Given records ::
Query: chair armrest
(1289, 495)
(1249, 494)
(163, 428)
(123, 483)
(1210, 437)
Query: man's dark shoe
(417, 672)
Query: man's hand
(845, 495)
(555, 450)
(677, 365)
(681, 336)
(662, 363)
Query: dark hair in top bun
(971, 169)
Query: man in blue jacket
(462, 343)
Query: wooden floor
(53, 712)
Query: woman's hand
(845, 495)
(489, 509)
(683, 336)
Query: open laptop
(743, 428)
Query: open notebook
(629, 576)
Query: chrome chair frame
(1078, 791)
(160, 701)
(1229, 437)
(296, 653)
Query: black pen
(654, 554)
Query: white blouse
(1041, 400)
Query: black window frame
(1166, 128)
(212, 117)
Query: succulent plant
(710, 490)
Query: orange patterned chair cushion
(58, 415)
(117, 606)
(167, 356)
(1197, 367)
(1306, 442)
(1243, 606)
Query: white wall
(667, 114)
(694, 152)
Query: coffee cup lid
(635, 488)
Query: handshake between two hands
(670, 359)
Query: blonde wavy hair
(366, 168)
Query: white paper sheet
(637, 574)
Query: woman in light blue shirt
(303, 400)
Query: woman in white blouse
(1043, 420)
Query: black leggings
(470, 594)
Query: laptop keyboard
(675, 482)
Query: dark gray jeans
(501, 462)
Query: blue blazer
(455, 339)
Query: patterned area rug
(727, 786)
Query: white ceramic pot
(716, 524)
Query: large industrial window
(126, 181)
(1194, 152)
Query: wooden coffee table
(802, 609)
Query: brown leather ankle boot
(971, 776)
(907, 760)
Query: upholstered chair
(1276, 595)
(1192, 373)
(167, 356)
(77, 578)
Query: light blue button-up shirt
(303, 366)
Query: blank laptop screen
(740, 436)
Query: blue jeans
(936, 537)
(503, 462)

Given task :: Copy the listing verbatim, from its first line through the line containing "(1043, 420)".

Completed exercise ::
Query: chair armrest
(1289, 495)
(1249, 494)
(163, 428)
(123, 483)
(1210, 437)
Query: man's dark shoe
(417, 672)
Query: man's hand
(845, 495)
(555, 450)
(677, 365)
(681, 336)
(662, 363)
Query: dark hair in top bun
(971, 169)
Query: man in blue jacket
(462, 343)
Query: wooden floor
(53, 712)
Query: woman's hand
(845, 495)
(489, 509)
(683, 336)
Query: open laptop
(743, 428)
Query: open notebook
(629, 576)
Query: chrome chair frame
(1078, 791)
(160, 701)
(1229, 437)
(296, 653)
Query: black pen
(654, 554)
Query: white blouse
(1041, 400)
Query: black window frame
(1166, 128)
(212, 117)
Query: succulent plant
(710, 490)
Query: orange patterned chair cushion
(58, 415)
(117, 606)
(167, 356)
(1197, 367)
(1306, 442)
(1243, 606)
Query: white wall
(667, 114)
(694, 152)
Query: coffee cup lid
(635, 488)
Query: handshake between two hands
(670, 359)
Query: blonde wavy hair
(366, 168)
Query: white paper sheet
(637, 574)
Query: woman in light blue shirt
(303, 400)
Query: woman in white blouse
(1043, 420)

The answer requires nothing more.